Short exercise A:
Retype the whole passage about the TSA hiring handbill, word for word and with nothing changed.

Provided text:
I was unwrapping today’s Maui News when a yellow handbill—the kind usually found folded beneath windshield wipers in the mall parking lot—marked “Federal Employment! NOW HIRING” fell onto the floor. In retrospect, I shouldn’t have been surprised to read that it was from the Transportation Security Administration (TSA), and that they’re looking to hire more security screeners for Kahului and Kapalua Airports. Or that “minimal requirements” for jobs that could have saved 3,000-plus lives on one mid-September day in 2001 are U.S. citizenship, a high school diploma or equivalency “OR” one year of security experience, English “proficiency” and the ability to pass a background/credit check. Gee, I feel safer already. But seriously, can’t the TSA—which Congress allows to inspect airline passengers without disclosing the laws they operate under, much like some fascist dictatorships that don’t really need to be named here—think of better selling points to recruit security screeners than pushing stuff like “NO PREVIOUS EXPERIENCED REQUIRED” and “Part-Time starting at $13.98 per hour PLUS BENEFITS”?

Provided entries:
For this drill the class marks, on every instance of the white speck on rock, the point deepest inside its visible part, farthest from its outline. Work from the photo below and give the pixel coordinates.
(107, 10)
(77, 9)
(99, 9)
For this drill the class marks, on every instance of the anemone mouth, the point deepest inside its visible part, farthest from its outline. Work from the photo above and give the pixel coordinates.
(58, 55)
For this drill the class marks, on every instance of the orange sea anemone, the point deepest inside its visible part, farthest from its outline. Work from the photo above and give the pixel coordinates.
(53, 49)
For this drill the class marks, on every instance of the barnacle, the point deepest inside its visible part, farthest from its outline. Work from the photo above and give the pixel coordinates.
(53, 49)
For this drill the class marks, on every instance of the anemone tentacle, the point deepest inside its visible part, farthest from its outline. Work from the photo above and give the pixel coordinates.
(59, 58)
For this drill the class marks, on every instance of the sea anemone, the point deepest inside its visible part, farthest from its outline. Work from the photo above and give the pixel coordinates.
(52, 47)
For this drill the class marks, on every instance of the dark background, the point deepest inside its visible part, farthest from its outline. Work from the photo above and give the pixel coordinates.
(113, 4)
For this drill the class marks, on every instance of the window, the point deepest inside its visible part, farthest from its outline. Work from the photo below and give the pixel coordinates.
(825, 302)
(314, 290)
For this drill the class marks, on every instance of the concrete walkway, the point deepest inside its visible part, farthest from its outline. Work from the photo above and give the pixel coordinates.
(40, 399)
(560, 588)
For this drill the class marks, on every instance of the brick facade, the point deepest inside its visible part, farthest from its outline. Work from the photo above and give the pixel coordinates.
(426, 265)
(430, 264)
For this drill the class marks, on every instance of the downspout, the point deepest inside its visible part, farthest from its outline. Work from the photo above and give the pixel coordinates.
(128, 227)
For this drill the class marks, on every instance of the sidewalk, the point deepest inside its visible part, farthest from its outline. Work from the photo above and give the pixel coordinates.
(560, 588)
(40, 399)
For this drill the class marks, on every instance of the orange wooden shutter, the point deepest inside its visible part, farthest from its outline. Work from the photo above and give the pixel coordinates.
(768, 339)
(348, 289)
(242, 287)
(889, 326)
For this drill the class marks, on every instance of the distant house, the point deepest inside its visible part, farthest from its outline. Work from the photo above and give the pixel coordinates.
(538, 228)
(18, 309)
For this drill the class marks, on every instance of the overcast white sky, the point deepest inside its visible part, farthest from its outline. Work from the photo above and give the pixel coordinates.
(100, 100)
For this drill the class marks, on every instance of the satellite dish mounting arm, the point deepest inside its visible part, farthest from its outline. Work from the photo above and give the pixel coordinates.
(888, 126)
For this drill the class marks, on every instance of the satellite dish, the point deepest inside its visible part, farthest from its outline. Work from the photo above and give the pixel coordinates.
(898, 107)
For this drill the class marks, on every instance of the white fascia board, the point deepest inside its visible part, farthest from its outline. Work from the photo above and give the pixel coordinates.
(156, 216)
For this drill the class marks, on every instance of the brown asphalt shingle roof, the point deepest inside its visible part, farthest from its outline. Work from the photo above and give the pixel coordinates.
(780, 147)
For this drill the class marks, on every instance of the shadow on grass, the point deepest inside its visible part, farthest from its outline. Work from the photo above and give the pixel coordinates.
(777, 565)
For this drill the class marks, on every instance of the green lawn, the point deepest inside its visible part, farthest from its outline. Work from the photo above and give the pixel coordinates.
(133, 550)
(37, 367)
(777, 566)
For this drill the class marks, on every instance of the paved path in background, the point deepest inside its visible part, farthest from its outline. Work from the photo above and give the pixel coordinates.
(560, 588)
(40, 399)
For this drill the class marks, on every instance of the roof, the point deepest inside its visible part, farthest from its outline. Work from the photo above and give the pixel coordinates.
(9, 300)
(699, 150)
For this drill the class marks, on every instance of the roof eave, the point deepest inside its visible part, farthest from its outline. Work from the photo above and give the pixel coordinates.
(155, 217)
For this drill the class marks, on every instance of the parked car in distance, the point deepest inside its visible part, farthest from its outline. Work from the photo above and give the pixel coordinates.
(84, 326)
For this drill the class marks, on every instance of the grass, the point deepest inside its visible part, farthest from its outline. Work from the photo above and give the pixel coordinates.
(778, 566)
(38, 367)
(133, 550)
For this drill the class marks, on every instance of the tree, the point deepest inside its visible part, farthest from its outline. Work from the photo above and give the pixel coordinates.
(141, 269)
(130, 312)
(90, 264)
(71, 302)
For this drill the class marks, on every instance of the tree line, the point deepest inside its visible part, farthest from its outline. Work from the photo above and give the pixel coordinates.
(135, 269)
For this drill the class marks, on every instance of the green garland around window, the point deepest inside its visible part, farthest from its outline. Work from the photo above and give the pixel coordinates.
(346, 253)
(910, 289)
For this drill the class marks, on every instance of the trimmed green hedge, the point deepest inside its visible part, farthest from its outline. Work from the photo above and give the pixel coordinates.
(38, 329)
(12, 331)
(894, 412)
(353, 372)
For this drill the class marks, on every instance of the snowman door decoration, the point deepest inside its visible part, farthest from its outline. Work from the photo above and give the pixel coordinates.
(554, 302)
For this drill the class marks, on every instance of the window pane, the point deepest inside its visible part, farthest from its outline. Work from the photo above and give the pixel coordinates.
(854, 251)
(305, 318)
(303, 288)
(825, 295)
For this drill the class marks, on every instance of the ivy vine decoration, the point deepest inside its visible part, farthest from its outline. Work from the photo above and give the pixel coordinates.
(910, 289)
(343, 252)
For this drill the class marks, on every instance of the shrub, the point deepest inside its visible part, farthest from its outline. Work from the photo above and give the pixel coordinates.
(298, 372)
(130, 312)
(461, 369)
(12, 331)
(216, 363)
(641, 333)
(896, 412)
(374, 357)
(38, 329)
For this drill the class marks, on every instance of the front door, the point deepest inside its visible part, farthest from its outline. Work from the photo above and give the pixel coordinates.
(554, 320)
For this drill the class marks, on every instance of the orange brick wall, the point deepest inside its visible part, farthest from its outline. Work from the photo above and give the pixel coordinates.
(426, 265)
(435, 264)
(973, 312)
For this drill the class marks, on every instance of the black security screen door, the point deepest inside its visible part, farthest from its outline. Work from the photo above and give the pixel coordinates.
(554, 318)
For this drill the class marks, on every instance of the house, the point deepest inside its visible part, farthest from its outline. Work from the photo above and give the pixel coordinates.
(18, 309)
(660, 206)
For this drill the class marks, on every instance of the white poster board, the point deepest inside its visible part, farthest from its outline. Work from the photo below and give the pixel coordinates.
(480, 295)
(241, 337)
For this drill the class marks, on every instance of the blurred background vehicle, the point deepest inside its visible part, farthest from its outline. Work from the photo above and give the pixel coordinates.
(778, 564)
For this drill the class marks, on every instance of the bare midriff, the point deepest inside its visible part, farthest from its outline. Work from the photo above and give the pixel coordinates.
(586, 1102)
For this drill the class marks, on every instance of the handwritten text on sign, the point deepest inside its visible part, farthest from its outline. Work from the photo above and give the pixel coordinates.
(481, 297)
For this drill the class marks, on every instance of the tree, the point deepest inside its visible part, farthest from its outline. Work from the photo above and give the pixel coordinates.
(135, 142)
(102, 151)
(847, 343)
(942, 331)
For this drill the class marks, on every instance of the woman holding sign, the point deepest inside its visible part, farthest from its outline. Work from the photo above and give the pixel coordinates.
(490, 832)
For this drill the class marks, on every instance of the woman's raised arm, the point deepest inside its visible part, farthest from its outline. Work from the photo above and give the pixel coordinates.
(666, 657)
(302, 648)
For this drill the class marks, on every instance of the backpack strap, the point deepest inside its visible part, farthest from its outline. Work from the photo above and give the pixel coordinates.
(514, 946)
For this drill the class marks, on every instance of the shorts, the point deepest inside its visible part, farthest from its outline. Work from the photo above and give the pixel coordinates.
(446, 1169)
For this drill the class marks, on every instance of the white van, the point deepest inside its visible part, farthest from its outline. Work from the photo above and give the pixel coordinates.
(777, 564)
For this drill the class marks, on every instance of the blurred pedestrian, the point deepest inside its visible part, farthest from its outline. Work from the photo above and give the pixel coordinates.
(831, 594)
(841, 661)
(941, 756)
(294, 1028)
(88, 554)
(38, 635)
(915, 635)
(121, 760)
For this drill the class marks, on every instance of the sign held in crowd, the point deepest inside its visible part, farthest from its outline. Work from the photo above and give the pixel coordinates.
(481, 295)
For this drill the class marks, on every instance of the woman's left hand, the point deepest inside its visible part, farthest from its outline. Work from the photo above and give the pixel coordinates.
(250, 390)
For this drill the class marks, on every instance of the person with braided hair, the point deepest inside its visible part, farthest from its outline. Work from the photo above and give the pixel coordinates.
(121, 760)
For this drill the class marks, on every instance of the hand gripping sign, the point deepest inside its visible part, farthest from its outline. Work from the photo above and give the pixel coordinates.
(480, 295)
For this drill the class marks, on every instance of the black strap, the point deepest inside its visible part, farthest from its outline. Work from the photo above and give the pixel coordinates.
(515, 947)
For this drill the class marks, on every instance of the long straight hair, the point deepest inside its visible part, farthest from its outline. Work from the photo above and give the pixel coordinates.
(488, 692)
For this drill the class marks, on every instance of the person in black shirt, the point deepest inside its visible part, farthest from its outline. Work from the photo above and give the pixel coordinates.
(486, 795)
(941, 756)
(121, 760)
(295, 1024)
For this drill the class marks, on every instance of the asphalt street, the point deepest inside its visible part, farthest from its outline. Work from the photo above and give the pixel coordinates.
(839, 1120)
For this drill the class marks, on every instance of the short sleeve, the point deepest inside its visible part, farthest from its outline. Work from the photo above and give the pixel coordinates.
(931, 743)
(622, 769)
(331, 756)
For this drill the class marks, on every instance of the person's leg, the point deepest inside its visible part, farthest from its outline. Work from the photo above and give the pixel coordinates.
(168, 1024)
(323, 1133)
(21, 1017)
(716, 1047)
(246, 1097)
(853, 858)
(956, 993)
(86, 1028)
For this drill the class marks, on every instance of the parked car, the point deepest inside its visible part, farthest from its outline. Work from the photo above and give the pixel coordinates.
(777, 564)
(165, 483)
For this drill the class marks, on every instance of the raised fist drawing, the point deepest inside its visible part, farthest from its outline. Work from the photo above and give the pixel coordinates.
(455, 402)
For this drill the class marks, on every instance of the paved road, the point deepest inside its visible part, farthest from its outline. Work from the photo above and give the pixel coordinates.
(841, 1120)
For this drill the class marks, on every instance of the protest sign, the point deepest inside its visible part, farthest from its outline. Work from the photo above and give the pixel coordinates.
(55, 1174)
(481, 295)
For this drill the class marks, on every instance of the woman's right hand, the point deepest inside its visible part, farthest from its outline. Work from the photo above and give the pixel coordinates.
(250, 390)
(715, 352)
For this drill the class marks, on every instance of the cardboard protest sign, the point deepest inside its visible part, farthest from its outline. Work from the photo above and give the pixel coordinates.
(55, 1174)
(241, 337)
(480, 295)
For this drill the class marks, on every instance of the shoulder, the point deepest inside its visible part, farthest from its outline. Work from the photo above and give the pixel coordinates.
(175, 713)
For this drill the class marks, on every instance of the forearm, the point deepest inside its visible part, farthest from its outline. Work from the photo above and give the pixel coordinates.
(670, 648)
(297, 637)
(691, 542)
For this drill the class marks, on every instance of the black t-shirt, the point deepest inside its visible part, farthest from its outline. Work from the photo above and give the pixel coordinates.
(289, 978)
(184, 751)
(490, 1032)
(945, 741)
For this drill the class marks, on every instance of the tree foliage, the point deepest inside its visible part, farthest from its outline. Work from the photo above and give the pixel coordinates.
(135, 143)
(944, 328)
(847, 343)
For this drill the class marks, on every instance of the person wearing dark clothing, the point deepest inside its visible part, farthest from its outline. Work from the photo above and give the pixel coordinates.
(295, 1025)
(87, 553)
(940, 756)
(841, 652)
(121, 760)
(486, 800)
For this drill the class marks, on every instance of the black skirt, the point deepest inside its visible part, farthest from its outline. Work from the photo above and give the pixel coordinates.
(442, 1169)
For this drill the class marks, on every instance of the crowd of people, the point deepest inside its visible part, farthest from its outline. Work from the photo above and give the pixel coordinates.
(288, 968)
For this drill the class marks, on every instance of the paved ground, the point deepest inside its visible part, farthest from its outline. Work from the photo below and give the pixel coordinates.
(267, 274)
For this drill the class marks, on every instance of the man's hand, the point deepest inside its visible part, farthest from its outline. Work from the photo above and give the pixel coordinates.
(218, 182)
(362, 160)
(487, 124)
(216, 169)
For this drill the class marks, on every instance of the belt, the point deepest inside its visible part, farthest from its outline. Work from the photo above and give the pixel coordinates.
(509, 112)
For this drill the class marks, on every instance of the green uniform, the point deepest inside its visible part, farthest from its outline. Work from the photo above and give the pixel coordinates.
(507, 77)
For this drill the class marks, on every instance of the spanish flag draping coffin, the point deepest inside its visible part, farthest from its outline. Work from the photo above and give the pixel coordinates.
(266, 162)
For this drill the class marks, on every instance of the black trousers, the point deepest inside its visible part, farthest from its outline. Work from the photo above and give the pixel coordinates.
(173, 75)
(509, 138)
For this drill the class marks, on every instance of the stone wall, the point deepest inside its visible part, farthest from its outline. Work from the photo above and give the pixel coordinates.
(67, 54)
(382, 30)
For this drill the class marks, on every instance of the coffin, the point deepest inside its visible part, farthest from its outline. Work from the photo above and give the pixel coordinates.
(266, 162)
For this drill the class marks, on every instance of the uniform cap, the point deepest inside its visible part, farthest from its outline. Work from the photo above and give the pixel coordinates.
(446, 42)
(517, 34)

Short exercise B:
Gather every line in the listing above that contains the string "window". Case counts.

Full output A:
I was unwrapping today’s Maui News when a yellow handbill—the kind usually found folded beneath windshield wipers in the mall parking lot—marked “Federal Employment! NOW HIRING” fell onto the floor. In retrospect, I shouldn’t have been surprised to read that it was from the Transportation Security Administration (TSA), and that they’re looking to hire more security screeners for Kahului and Kapalua Airports. Or that “minimal requirements” for jobs that could have saved 3,000-plus lives on one mid-September day in 2001 are U.S. citizenship, a high school diploma or equivalency “OR” one year of security experience, English “proficiency” and the ability to pass a background/credit check. Gee, I feel safer already. But seriously, can’t the TSA—which Congress allows to inspect airline passengers without disclosing the laws they operate under, much like some fascist dictatorships that don’t really need to be named here—think of better selling points to recruit security screeners than pushing stuff like “NO PREVIOUS EXPERIENCED REQUIRED” and “Part-Time starting at $13.98 per hour PLUS BENEFITS”?

Full output B:
For this drill the class marks, on every instance of the window, the point deepest inside its visible part, farthest from its outline. Work from the photo below and give the pixel coordinates.
For this drill the class marks, on every instance of the green garland around window, the point deepest inside its visible part, farthest from its outline. Work from the photo above and give the pixel coordinates.
For this drill the class marks, on every instance of the window pane, the point deepest inside its visible part, farthest from its outline. Work from the photo above and give the pixel coordinates.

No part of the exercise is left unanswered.